- WHAT THIS TASK INVOLVES -
Type the records out again in full, exactly.

- RECORDS FOR THIS EXERCISE -
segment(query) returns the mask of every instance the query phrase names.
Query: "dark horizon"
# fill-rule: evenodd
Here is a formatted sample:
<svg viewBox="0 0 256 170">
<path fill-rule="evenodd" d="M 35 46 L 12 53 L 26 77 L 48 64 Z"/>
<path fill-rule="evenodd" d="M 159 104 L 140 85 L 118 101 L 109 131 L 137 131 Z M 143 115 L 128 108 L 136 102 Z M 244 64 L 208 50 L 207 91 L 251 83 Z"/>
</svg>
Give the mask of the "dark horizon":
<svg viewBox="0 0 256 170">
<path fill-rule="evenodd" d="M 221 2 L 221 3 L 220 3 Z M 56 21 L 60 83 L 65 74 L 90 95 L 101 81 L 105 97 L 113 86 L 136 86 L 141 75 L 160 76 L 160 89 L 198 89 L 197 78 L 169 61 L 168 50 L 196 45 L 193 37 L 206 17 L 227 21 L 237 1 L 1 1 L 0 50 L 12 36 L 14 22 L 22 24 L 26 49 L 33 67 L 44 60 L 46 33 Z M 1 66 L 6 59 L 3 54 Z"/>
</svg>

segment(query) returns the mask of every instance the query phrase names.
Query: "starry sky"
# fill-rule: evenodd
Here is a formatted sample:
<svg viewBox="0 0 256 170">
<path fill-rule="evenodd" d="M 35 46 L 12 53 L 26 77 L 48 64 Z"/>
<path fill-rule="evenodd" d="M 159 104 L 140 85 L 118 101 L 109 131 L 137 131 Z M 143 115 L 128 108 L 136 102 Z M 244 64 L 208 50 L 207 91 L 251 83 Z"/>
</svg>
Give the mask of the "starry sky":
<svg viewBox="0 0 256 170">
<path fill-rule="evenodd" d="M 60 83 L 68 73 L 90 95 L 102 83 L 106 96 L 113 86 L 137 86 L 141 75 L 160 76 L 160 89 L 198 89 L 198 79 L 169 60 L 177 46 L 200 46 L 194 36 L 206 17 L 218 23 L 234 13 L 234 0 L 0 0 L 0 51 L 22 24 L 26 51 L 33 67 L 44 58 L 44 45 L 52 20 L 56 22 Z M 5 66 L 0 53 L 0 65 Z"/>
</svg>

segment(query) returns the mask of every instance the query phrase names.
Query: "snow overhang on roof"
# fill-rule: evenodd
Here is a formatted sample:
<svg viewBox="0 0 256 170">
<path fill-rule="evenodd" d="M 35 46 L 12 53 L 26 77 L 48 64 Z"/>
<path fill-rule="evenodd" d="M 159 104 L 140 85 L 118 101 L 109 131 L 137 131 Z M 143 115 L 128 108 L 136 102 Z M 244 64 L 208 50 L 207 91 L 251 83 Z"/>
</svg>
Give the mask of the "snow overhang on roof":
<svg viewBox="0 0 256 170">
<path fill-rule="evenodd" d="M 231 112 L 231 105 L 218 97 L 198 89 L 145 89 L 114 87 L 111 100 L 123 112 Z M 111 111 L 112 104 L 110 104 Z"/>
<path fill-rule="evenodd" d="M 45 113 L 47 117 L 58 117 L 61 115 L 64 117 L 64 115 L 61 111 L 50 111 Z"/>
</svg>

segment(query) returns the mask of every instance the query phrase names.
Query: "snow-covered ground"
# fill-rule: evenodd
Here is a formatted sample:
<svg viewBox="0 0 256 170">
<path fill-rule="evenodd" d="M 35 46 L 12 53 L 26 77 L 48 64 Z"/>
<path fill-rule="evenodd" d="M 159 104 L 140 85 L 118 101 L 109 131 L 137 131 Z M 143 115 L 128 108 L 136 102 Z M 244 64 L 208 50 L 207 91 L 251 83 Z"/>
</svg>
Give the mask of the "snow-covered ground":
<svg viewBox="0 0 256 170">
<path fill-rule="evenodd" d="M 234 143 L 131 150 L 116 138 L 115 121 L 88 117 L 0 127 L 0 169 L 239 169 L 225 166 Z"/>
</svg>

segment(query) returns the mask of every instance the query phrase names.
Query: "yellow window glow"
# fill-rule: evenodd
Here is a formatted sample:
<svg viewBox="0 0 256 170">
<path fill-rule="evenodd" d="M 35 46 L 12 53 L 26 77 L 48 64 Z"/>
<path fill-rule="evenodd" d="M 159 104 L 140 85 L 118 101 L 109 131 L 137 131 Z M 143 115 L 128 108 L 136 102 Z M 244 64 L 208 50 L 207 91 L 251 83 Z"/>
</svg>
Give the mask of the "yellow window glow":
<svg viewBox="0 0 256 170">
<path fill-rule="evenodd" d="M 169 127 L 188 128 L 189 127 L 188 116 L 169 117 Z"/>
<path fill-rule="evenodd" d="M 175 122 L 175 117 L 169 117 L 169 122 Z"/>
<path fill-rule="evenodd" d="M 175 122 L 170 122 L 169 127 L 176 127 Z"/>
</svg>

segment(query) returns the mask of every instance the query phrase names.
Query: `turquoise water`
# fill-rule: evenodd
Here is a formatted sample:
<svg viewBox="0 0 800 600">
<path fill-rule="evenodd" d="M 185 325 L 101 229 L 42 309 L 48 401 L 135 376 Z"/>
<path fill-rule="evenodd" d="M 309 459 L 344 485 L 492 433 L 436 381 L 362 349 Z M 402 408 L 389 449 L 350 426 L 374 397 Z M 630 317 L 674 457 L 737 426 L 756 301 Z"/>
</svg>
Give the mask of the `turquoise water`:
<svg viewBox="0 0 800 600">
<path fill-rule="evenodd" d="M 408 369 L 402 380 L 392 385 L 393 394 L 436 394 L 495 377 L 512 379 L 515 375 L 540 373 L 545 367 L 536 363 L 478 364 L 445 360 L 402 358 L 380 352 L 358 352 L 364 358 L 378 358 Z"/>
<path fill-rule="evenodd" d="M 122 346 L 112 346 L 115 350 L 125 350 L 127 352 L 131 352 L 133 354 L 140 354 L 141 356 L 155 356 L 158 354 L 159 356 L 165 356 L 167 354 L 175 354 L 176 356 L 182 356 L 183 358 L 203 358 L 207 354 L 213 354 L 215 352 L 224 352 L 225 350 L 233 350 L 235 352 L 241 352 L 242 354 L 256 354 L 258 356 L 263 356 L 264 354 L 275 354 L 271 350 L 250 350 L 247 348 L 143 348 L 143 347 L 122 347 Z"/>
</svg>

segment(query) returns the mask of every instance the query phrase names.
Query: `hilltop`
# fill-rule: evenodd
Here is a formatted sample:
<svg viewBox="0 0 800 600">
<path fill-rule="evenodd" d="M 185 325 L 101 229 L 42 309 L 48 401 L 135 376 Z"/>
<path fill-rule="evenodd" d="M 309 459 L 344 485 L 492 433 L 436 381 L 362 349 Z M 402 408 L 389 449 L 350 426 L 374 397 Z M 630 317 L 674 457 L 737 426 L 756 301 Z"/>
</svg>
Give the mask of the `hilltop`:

- TASK ANSWER -
segment(query) returns the mask of every instance the query phrase names.
Query: "dark horizon"
# fill-rule: evenodd
Here is a formatted sample:
<svg viewBox="0 0 256 170">
<path fill-rule="evenodd" d="M 35 46 L 12 53 L 26 77 L 48 64 Z"/>
<path fill-rule="evenodd" d="M 159 104 L 140 85 L 118 101 L 109 131 L 137 131 Z M 143 115 L 128 108 L 136 102 Z M 244 64 L 208 50 L 207 91 L 251 83 Z"/>
</svg>
Give the mask of the "dark horizon":
<svg viewBox="0 0 256 170">
<path fill-rule="evenodd" d="M 221 2 L 221 3 L 220 3 Z M 56 21 L 60 83 L 65 74 L 90 95 L 101 81 L 105 97 L 113 86 L 136 86 L 141 75 L 160 76 L 160 89 L 198 89 L 197 78 L 169 61 L 168 50 L 196 45 L 193 37 L 206 17 L 227 21 L 237 1 L 1 1 L 0 50 L 12 36 L 14 22 L 22 24 L 26 49 L 33 67 L 44 60 L 46 33 Z M 1 66 L 6 59 L 3 54 Z"/>
</svg>

segment(query) returns the mask of every instance the query phrase names.
Query: "starry sky"
# fill-rule: evenodd
Here is a formatted sample:
<svg viewBox="0 0 256 170">
<path fill-rule="evenodd" d="M 35 46 L 12 53 L 26 77 L 48 64 Z"/>
<path fill-rule="evenodd" d="M 159 104 L 140 85 L 118 101 L 109 131 L 137 131 Z M 143 115 L 128 108 L 136 102 Z M 244 64 L 208 50 L 207 91 L 251 83 Z"/>
</svg>
Give the mask of the "starry sky":
<svg viewBox="0 0 256 170">
<path fill-rule="evenodd" d="M 60 83 L 68 73 L 90 95 L 102 83 L 106 96 L 113 86 L 137 86 L 141 75 L 160 76 L 160 89 L 198 89 L 198 79 L 169 60 L 177 46 L 200 46 L 194 36 L 206 17 L 218 23 L 234 13 L 234 0 L 0 0 L 0 51 L 22 24 L 26 51 L 33 67 L 44 58 L 44 45 L 52 20 L 56 22 Z M 5 66 L 0 53 L 0 65 Z"/>
</svg>

segment(query) returns the mask of every instance the query phrase names.
Query: "snow overhang on roof"
# fill-rule: evenodd
Here is a formatted sample:
<svg viewBox="0 0 256 170">
<path fill-rule="evenodd" d="M 35 46 L 12 53 L 26 77 L 48 64 Z"/>
<path fill-rule="evenodd" d="M 159 104 L 140 85 L 118 101 L 109 131 L 137 131 Z M 143 115 L 128 108 L 136 102 Z M 244 64 L 208 50 L 207 91 L 251 83 Z"/>
</svg>
Give the mask of the "snow overhang on roof":
<svg viewBox="0 0 256 170">
<path fill-rule="evenodd" d="M 231 112 L 231 105 L 218 97 L 198 89 L 145 89 L 114 87 L 111 100 L 123 112 Z M 111 111 L 112 104 L 110 104 Z"/>
<path fill-rule="evenodd" d="M 45 113 L 47 117 L 58 117 L 61 115 L 64 117 L 64 115 L 61 111 L 50 111 Z"/>
</svg>

segment(query) returns the mask of every instance the query phrase names.
Query: "snow-covered ground"
# fill-rule: evenodd
Here is a formatted sample:
<svg viewBox="0 0 256 170">
<path fill-rule="evenodd" d="M 35 46 L 12 53 L 26 77 L 48 64 Z"/>
<path fill-rule="evenodd" d="M 159 104 L 140 85 L 118 101 L 109 131 L 137 131 Z M 143 115 L 128 108 L 136 102 Z M 244 64 L 208 50 L 207 91 L 251 83 Z"/>
</svg>
Give the mask of the "snow-covered ground":
<svg viewBox="0 0 256 170">
<path fill-rule="evenodd" d="M 234 143 L 131 150 L 116 138 L 115 121 L 88 117 L 0 127 L 0 169 L 239 169 L 225 166 Z"/>
</svg>

segment(query) returns the mask of every instance the query phrase names.
Query: "yellow window glow"
# fill-rule: evenodd
Here is a formatted sample:
<svg viewBox="0 0 256 170">
<path fill-rule="evenodd" d="M 35 46 L 12 53 L 26 77 L 48 64 Z"/>
<path fill-rule="evenodd" d="M 159 104 L 140 85 L 118 101 L 109 131 L 137 131 Z M 143 115 L 128 108 L 136 102 Z M 244 64 L 208 50 L 207 91 L 251 83 Z"/>
</svg>
Give the mask of the "yellow window glow":
<svg viewBox="0 0 256 170">
<path fill-rule="evenodd" d="M 169 127 L 188 128 L 189 127 L 188 116 L 169 117 Z"/>
<path fill-rule="evenodd" d="M 175 122 L 175 117 L 169 117 L 169 122 Z"/>
<path fill-rule="evenodd" d="M 175 122 L 170 122 L 169 127 L 176 127 Z"/>
</svg>

segment(query) returns the mask of every instance the query phrase names.
Query: `turquoise water`
# fill-rule: evenodd
Here is a formatted sample:
<svg viewBox="0 0 800 600">
<path fill-rule="evenodd" d="M 185 325 L 101 229 L 42 309 L 48 401 L 135 376 Z"/>
<path fill-rule="evenodd" d="M 309 459 L 344 485 L 492 433 L 436 381 L 362 349 Z M 402 408 L 389 449 L 350 426 L 374 397 Z M 630 317 L 674 457 L 737 426 L 756 301 Z"/>
</svg>
Give the mask of the `turquoise water`:
<svg viewBox="0 0 800 600">
<path fill-rule="evenodd" d="M 408 369 L 402 380 L 392 385 L 393 394 L 436 394 L 495 377 L 512 379 L 515 375 L 540 373 L 545 367 L 536 363 L 478 364 L 445 360 L 402 358 L 380 352 L 358 352 L 364 358 L 378 358 Z"/>
<path fill-rule="evenodd" d="M 122 346 L 112 346 L 115 350 L 125 350 L 127 352 L 131 352 L 133 354 L 140 354 L 141 356 L 155 356 L 158 354 L 159 356 L 165 356 L 167 354 L 175 354 L 176 356 L 182 356 L 183 358 L 203 358 L 207 354 L 213 354 L 215 352 L 224 352 L 225 350 L 233 350 L 235 352 L 241 352 L 242 354 L 256 354 L 258 356 L 263 356 L 264 354 L 275 354 L 271 350 L 250 350 L 247 348 L 143 348 L 143 347 L 122 347 Z"/>
</svg>

segment(query) returns the mask of every instance the query phrase names.
Query: `hilltop`
# fill-rule: evenodd
Here is a formatted sample:
<svg viewBox="0 0 800 600">
<path fill-rule="evenodd" d="M 185 325 L 101 229 L 42 309 L 48 401 L 135 376 Z"/>
<path fill-rule="evenodd" d="M 309 459 L 344 485 L 492 433 L 436 381 L 362 349 Z M 402 408 L 389 449 L 350 426 L 374 397 Z M 630 317 L 674 457 L 737 426 L 756 301 Z"/>
</svg>
Give the mask of the `hilltop`:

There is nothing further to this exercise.